§ Text section

'''

Its an odd little book, each story says something about humanity. Some are better than others, but as a complete volume, very good. - Rating: 5 out of 5 stars5/5
Jan 27, 2015
This is a remarkable little book, more inventive than anything I have read for a long, long time. David Eagleman has written 40 miniature suggestions of what the afterlife may contain. In the process he makes the reader think more about his life than his death and what possibly comes after death. Some of the stories are hilarious, most of them astoundingly clever. Most of his "theories" are mutually exclusive, because sometimes there's a god, sometimes two, sometimes none. Sometimes he or she is dead, other times humans have important jobs to do out in the universe and life is a holiday away from this work. I wish I had as many good ideas in a lifetime as Eagleman has in his 40 stories, The only weakness is in the edit; with 5-10 fewer stories this would have been an unbeatable masterpiece. - Rating: 4 out of 5 stars4/5
Sep 17, 2014
A diverting collection of imaginative explorations into the possible Afterlife. Most are brief and fleeting, and leave the reader with a tantalising glimpse of what could be. Some are simplistic representations of complex organisms breaking down, or of atomic compounds reforming into different incarnations or entities; others are jarring visualisations of dystopic existences that make the humdrum surroundings the reader may find themselves in gain a sudden appeal not noticed before! Several are actually quite uplifting and genuinely surprising. This is a pleasant and thoughtful read overall.
With an impressive array of voices and styles, David Eagleman has managed to genuinely provide pause for thought with these thought-provoking essays. Encompassing themes of religion, love, family, possessions, ethics, organic chemistry, inter-galactic wars and others - there is some good value here. Even a little humour to boot.

'''

§ Written tasks
1. In the book reviews, translate this sentence into Spanish: "Several are actually quite uplifting and genuinely surprising."
2. Answer from the book reviews:
(a) What rating does the first review give?
(b) How many miniature stories of the afterlife has David Eagleman written?
(c) Besides the listed themes, what does the last paragraph say the essays also offer "to boot"?
3. Carry on the book reviews from the point where they stop.

§ Raw data
'''

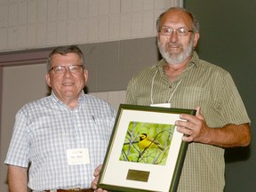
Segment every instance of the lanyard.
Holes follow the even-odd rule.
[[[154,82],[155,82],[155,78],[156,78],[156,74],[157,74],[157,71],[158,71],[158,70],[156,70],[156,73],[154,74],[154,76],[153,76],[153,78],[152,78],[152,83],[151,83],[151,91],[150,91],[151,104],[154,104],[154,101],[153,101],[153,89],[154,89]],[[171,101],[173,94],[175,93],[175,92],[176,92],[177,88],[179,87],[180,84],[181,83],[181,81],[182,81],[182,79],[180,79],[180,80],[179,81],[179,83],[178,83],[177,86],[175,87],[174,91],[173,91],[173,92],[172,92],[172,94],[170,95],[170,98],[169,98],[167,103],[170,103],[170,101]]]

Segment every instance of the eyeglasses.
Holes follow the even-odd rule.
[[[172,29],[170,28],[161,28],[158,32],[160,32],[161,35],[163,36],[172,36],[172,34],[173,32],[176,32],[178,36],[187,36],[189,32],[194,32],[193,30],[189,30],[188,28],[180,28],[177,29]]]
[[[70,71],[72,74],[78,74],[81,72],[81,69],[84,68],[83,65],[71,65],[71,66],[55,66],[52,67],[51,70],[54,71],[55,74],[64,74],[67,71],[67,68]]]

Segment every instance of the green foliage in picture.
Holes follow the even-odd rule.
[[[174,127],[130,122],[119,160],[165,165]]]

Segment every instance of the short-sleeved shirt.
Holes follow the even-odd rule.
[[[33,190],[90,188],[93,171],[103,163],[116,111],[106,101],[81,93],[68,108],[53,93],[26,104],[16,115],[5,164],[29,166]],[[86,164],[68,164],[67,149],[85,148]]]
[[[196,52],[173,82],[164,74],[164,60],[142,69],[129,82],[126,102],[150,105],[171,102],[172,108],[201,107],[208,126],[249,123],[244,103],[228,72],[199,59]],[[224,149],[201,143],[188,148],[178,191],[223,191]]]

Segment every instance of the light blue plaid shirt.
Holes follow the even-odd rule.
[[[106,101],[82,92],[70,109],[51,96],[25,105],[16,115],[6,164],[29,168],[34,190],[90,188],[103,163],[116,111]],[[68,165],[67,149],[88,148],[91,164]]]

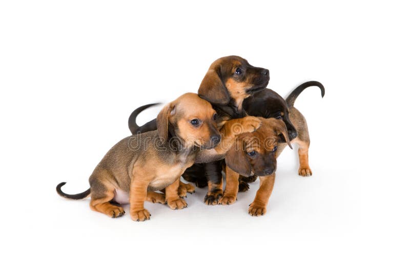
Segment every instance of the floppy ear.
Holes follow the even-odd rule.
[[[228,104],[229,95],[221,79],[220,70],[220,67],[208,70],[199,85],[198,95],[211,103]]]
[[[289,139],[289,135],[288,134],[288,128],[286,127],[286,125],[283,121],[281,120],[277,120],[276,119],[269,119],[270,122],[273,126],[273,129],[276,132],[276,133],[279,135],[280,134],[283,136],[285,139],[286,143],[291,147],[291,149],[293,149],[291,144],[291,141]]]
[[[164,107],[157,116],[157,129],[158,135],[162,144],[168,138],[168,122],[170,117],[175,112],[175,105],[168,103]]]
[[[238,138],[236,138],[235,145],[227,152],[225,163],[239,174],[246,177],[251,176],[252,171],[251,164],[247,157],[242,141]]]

'''
'''

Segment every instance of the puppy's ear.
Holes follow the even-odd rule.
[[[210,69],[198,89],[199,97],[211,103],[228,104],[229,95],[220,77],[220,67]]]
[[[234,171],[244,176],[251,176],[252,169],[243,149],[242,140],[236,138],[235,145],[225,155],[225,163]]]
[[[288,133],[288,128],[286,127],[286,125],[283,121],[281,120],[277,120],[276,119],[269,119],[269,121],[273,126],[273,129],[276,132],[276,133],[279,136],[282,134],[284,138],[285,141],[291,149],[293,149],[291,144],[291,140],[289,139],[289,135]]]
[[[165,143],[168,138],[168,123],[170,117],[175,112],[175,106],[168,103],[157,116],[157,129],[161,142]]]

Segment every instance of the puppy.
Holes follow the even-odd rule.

'''

§ Answers for this exercise
1. Varias son en realidad bastante alentadoras y genuinamente sorprendentes.

2.
(a) 5 out of 5 stars
(b) 40
(c) A little humour

3.
Unfortunately I felt that the cumulative effect of the 'forty tales' was that too many were too similar or reminiscent of those already discovered. My personal preference might have been for ten or twenty essays which might have had the luxury in time and space to really explore some bright ideas that too often came across as not much more than a decent plot for an above-average sci-fi episode on TV. - Rating: 4 out of 5 stars4/5
Apr 21, 2014
Six-word review: Life glimpsed as if from beyond.
Extended review: In 110 small pages, author and neuroscientist Eagleman treats us to forty vignettes displaying perspectives on life as if seen in a rear-view mirror.
This is not a book about religion or spirituality, and it does not summon us to believe, but rather to be aware of our lives in present time. Each of these small gems is both fanciful and philosophical, some silly and some profound, all of them out of the ordinary by either a little or a lot.
What if the repetitive actions of our lives--showering, standing in line, signing our names--were performed not intermittently but each in one long, unbroken sequential turn? What if the molecules that make up our bodies missed being part of the old gang once it's broken up and redistributed? What if we were invented as computing machines to enable some lower form of intelligence to discover the answers to their big questions? These interesting speculations on the cosmic mysteries, from two to four pages apiece, are like sparklers on the Fourth of July: not starbursts that light up the sky and awe the multitude, perhaps, but entertaining by ones and twos, small enough that we can handle them and still feel that we've played a modest part in the greater show.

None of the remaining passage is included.